• _Testo da leggere_

----------------

Sono diversi, e in che cosa, i tumulti grillini da quelli della pur ricca tradizione parlamentare italiana?
La risposta è necessariamente ambigua: sì e no. Sono più estesi e diffusi, ad esempio; un tempo tutto avveniva più o meno in aula, con appendici nel Transatlantico, al giorno d’oggi gli spazi di contesa – come li definiscono i sociologi – si moltiplicano nelle commissioni e specialmente dinanzi alle telecamere. L’obiettivo di fondo, il nirvana della guerriglia, è plausibilmente la simultaneità, se possibile in diretta streaming e connessione con la piazza antistante.
Di qui la seconda differenza rispetto al passato. Più che intensa, la baraonda a cinque stelle è e deve essere visibile. O meglio, in un tempo dedicato all’immagine ha tutta l’aria di essere stata allestita secondo una sensibilità eminentemente televisiva. Nella Prima Repubblica nessuno si sarebbe mai sognato di inalberare cartelli, striscioni, bandiere, tanto meno di indossare bavagli e suonare il fischietto.
Va da sé che la pulsione coreografica, per così dire, non riguarda solo i deputati del M5S. In pieno bailamme, per dire, gli onorevoli di Sel gli hanno risposto dai loro banchi intonando «Bella ciao». Non è nemmeno la prima volta che a sinistra reagiscono in questo modo, ma sarebbe comunque molto complicato spiegare a un osservatore straniero non si dice qui l’efficacia, ma anche soltanto il senso di quella canzone, in quel momento, e rivolta a quegli altri deputati e deputatesse.
A meno di non ritenere, sulla base di altri analoghi episodi, che l’esibizione «spettacolare», molto tra virgolette, e gli aspetti scenici e sonori abbiano ormai assoluta preminenza sullo scontro fisico. A questo proposito, checché se ne dica, i tumulti di questi giorni paiono o forse sono molto meno violenti di quelli vissuti da tre o quattro generazioni di giornalisti parlamentari quando ancora in tribuna non c’erano le telecamere, tantomeno la moviola a disposizione del collegio dei Questori.
Si può anche azzardare che i guerrieri d’aula, ma un po’ tutti i parlamentari, avessero ai tempi assai meno
paura di farsi male. Forse l’attuale prudenza è un effetto positivo della fine delle ideologie. Forse è l’incerta leggerezza delle culture politiche a spingere in direzione della caciara piuttosto che liberare la più fredda e brutale aggressività. Ma nelle «risse che furo» esistevano veri e propri specialisti. Il fratello di Pajetta, Giuliano, era detto «il Giaguaro» per la contundente agilità con cui balzava da uno scranno all’altro, ma anche il gruppo dc disponeva di robusti e rinomati Coldiretti per nulla affatto disposti a lasciarsi intimidire.

----------------

• _Consegna 1_
Riassumi in due frasi il paragrafo del testo sui tumulti parlamentari che comincia con «Di qui la seconda differenza», conservandone i fatti principali.
• _Consegna 2_
Riprendi il testo sui tumulti parlamentari dopo la sua ultima frase e prosegui per qualche riga con lo stesso tono.
I dati riportati qui sotto sono materiale a parte, distinto dal testo.

• _Dati forniti_
----------------

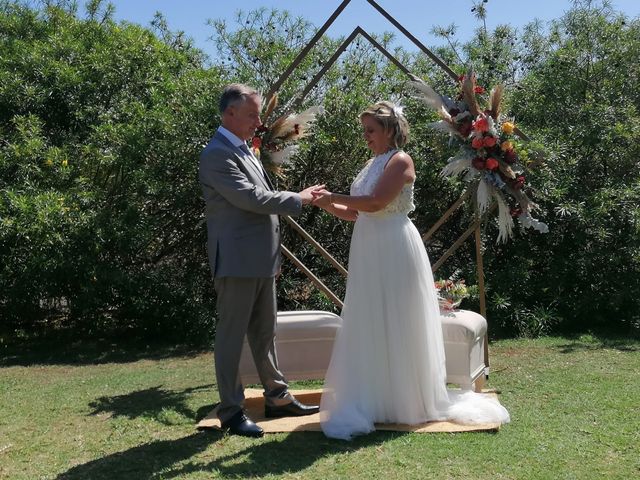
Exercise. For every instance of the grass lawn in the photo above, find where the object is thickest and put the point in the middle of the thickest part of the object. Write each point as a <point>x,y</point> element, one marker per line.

----------------

• _Risposta 1_
Rispetto al passato, la baraonda dei Cinque Stelle deve soprattutto essere visibile e sembra allestita secondo una sensibilità televisiva. Nella Prima Repubblica nessuno avrebbe esposto cartelli, striscioni o bandiere, né indossato bavagli o suonato il fischietto.

• _Risposta 2_
Anche i radicali, che negli anni 70 e 80 erano pochissimi e anche non violenti, mostravano un certo animo e un’indubbia, a volte persino eroica attitudine a far saltare i nervi, specie ai comunisti, ma anche ai missini. Oggi è un brulichio di anonimi personaggetti. Prima erano calci e pugni, ora si tratta di pacche e manate più o meno involontarie, spintarelle, sputi, al massimo morsi.
Vero è che per risalire alle pietre miliari della violenza parlamentare tocca tornare molto indietro. L’ostruzionismo delle sinistre sul Patto Atlantico (1949) e quello al Senato sulla legge truffa. In quest’ultimo caso, la domenica delle Palme del 1953, nel corso di una seduta di cui non fu mai approvato il verbale, la scazzottata durò la bellezza di 35 minuti. Il presidente dell’assemblea, il povero Meuccio Ruini, peraltro subentrato dopo le dimissioni dello spaventatissimo Paratore, fu centrato da un pesante calamaio in testa e prima di cedere ebbe il tempo di esclamare: «Viva l’Italia!». Ma la furia fu tale che vennero brandite le sedie degli stenografi, sradicate e poi lanciate le tavolette dei banchi, così come le aste dei microfoni usate a mo’ di lance.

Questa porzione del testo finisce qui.